_EXERCISE OBJECTIVE_. Convert the following lines into a JSON list of strings, with one string per line and any blank lines omitted.

* Begin DATASET *

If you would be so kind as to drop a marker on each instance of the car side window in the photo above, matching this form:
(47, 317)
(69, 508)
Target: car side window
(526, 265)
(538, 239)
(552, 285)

* End DATASET *

_COMPLETED TASK_.
[
  "If you would be so kind as to drop a marker on each instance of the car side window in the photo above, matching this form:",
  "(47, 317)",
  "(69, 508)",
  "Target: car side window",
  "(526, 265)",
  "(538, 239)",
  "(552, 285)"
]